- Exercise goal:
Once the line containing "Query: green shrub" is located, output it and every line after it through the end of the records, exactly as written and nothing else.

- Source records:

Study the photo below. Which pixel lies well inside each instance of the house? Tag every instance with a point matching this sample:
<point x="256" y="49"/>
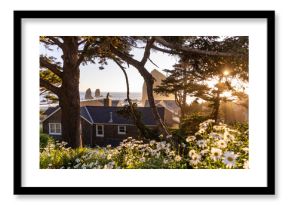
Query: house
<point x="172" y="111"/>
<point x="101" y="125"/>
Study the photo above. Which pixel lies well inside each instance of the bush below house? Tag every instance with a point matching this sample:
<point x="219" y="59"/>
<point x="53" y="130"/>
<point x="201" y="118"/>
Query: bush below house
<point x="211" y="147"/>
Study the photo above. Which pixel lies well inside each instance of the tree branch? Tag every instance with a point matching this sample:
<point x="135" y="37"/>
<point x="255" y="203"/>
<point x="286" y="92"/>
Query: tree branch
<point x="45" y="84"/>
<point x="147" y="51"/>
<point x="82" y="55"/>
<point x="55" y="40"/>
<point x="52" y="67"/>
<point x="165" y="50"/>
<point x="190" y="50"/>
<point x="153" y="63"/>
<point x="125" y="57"/>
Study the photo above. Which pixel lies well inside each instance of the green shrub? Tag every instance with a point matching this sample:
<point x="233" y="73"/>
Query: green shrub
<point x="45" y="139"/>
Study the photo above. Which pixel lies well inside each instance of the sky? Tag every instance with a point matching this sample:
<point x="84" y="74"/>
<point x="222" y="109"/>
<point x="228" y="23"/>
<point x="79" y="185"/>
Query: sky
<point x="112" y="79"/>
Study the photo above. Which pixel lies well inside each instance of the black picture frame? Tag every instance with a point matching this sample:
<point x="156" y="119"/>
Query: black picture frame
<point x="19" y="189"/>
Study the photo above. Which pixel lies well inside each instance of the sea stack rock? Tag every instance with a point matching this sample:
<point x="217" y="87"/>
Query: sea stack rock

- Exercise output:
Query: green shrub
<point x="45" y="139"/>
Study the photo above. Which pixel lies well inside each instance of the sky? Tag every instance with a point matching this sample:
<point x="84" y="74"/>
<point x="222" y="109"/>
<point x="228" y="23"/>
<point x="79" y="185"/>
Query: sky
<point x="112" y="79"/>
Study the photo above. Which pixel lies well inside each instance of the black picture frame? Tag every instance with a point matching this sample:
<point x="156" y="119"/>
Query: black picture frame
<point x="19" y="189"/>
Study the photo above. Which pixel lies well inside each instance of the sea stack rock? Tag every instance with a point matching this sample:
<point x="217" y="87"/>
Query: sea stack rock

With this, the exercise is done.